◆ **PROBLEM STATEMENT**
Sift the listing for lines that hold the string "below" and pull them out.

== SOURCE DATA ==

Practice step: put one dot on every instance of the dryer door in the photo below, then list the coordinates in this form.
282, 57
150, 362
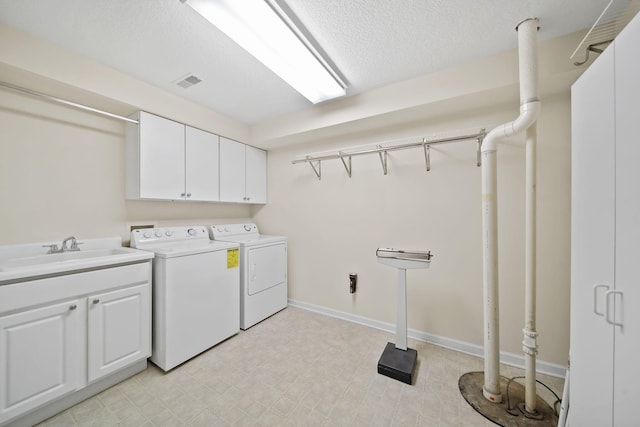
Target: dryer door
266, 267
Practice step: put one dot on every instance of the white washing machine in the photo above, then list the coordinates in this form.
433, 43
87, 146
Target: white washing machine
196, 301
263, 270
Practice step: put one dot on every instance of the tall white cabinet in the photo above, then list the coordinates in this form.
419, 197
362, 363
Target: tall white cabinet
605, 237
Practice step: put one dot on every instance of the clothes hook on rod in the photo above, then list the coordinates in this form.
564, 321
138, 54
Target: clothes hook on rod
427, 154
592, 48
383, 159
348, 168
317, 169
481, 136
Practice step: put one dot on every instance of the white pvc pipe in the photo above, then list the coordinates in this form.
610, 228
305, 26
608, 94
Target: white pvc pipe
529, 345
529, 110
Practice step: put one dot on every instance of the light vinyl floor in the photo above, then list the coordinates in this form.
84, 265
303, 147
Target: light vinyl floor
297, 368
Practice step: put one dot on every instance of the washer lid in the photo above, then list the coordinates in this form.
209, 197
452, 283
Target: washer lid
170, 250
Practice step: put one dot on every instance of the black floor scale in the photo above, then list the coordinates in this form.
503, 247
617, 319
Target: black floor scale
398, 361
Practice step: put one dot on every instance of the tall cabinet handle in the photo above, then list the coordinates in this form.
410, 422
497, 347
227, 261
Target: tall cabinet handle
607, 317
595, 298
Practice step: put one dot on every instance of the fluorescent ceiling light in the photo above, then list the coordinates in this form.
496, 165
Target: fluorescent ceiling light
262, 29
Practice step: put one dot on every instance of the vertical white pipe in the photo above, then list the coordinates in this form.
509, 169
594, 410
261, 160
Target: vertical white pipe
529, 109
491, 387
529, 345
401, 311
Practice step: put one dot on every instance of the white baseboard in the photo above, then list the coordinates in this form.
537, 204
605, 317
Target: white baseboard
450, 343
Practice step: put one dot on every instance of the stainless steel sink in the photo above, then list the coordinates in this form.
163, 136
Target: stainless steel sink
22, 262
64, 257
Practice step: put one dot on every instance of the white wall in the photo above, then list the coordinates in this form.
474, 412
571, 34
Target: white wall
336, 224
62, 173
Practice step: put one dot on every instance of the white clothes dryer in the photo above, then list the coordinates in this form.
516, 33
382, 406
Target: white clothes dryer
263, 270
196, 301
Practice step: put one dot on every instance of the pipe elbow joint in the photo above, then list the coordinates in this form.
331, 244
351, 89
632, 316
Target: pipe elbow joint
529, 112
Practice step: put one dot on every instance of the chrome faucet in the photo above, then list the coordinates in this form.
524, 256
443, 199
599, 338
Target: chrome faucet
74, 245
53, 248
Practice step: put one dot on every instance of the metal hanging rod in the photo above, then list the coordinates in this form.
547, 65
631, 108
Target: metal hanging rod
65, 102
345, 155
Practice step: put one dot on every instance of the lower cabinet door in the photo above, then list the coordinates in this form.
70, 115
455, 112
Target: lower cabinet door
119, 329
39, 356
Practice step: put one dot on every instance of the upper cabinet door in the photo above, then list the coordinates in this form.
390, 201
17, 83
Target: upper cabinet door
162, 163
232, 171
202, 165
256, 175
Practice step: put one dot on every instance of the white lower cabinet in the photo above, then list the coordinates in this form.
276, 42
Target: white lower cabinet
39, 356
99, 324
118, 325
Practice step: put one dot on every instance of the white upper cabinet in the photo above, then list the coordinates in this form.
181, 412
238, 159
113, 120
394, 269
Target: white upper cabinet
202, 156
256, 175
170, 161
232, 171
243, 173
155, 158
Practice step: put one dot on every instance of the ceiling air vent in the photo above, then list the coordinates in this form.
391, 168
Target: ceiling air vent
188, 81
615, 16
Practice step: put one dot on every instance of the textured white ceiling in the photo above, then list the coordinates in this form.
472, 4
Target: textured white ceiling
372, 42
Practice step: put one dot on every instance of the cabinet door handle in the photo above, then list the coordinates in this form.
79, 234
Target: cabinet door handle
607, 317
595, 298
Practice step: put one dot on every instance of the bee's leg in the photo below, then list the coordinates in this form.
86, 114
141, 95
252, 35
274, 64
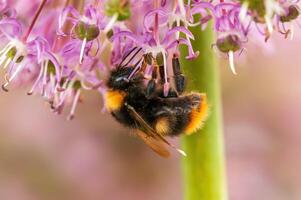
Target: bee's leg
179, 78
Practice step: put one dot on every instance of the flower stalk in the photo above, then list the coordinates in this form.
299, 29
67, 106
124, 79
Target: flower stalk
204, 166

===

◆ **OUTPUT**
Practice step: put one dot on every instance of the dryer door in the photo below, then list the coordinates in this form.
Practice step: put one dot on every instance of the bee's leg in the photo below, then list the coordinates in this form.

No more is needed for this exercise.